**Task statement**
Extract each line from the entries below that has the string "sign" in it.
=== Information provided ===
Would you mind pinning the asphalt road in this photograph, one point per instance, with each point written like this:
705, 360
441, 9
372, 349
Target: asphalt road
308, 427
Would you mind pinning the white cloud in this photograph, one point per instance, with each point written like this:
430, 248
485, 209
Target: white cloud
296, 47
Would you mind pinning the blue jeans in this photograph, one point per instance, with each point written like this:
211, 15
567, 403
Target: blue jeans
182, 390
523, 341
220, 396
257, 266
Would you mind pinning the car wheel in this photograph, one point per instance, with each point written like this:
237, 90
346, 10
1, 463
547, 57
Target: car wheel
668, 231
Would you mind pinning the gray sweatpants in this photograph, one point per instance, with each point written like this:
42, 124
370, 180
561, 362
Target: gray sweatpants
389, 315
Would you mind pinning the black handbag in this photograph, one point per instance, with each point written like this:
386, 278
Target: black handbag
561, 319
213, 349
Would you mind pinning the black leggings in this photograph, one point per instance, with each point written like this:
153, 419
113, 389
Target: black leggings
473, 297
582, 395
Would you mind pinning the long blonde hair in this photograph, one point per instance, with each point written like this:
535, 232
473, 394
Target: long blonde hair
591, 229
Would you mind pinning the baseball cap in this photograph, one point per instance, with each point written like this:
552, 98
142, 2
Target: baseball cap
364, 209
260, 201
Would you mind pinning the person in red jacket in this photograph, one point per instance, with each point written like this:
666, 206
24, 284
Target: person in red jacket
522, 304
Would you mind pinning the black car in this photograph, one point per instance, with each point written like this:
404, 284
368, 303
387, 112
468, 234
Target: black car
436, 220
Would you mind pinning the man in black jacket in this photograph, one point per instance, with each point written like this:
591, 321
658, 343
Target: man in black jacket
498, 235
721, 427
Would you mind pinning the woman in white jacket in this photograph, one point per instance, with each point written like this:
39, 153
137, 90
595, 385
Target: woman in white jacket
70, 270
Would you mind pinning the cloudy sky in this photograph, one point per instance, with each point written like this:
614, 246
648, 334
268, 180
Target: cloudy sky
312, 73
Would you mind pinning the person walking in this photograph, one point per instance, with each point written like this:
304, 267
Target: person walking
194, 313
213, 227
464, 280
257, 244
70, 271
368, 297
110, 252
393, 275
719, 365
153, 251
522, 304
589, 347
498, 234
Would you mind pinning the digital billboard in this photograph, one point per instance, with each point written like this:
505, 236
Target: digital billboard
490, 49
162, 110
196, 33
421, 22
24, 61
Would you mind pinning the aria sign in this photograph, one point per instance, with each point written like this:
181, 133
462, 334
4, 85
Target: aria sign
===
**Finished task**
Would you mind pinning the aria sign in this photograph, one point per instance, with each point written like this:
Target: aria sign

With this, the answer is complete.